-- Start of Records --
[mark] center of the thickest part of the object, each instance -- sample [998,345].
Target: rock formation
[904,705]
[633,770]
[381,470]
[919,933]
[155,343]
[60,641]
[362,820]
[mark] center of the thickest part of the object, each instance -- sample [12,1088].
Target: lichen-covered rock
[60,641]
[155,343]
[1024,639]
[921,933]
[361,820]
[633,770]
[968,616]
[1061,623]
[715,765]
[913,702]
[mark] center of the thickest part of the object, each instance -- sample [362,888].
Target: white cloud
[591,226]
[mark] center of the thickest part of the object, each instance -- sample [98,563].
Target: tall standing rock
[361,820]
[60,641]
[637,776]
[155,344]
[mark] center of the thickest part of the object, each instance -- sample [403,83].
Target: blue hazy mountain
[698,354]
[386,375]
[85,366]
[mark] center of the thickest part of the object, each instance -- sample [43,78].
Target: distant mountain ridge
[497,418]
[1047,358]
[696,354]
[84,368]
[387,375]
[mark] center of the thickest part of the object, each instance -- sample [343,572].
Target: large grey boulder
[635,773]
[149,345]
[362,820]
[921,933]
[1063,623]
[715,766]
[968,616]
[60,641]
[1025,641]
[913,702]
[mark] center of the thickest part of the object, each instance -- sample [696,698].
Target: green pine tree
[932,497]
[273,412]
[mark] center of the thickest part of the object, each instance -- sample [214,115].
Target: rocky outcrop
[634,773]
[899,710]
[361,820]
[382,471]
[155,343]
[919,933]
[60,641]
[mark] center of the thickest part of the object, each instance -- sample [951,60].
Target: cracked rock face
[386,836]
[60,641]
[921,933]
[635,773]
-- End of Records --
▶ _Description of the task_
Rewrite the items starting with the line that contains "-- sample [43,78]." and going on through the end of the items, keeping the requests, but multiply every coordinate in the answers by 0.85 and round each to a whole number, with halves rounded up.

▶ _Task result_
[mark] center of the thickest part of the object, each instance -- sample [43,78].
Target: distant mountain ridge
[422,355]
[890,304]
[592,301]
[71,313]
[329,319]
[mark] center of the thickest part of the object, each instance -- sample [343,572].
Target: large grey boulder
[540,657]
[127,293]
[308,697]
[783,793]
[904,530]
[608,651]
[823,524]
[51,545]
[871,545]
[776,597]
[mark] center of the thickest part of the object, each instance -- sample [696,698].
Target: green pine tree
[792,422]
[232,350]
[mark] center of the thickest part of the object, each instance -- sample [214,115].
Target: rocky outcrop
[539,657]
[764,604]
[307,697]
[325,400]
[132,292]
[781,793]
[51,545]
[mark] center of the thickest part of the object, each instance -- sample [951,60].
Target: cracked rock face
[328,711]
[51,545]
[783,793]
[540,657]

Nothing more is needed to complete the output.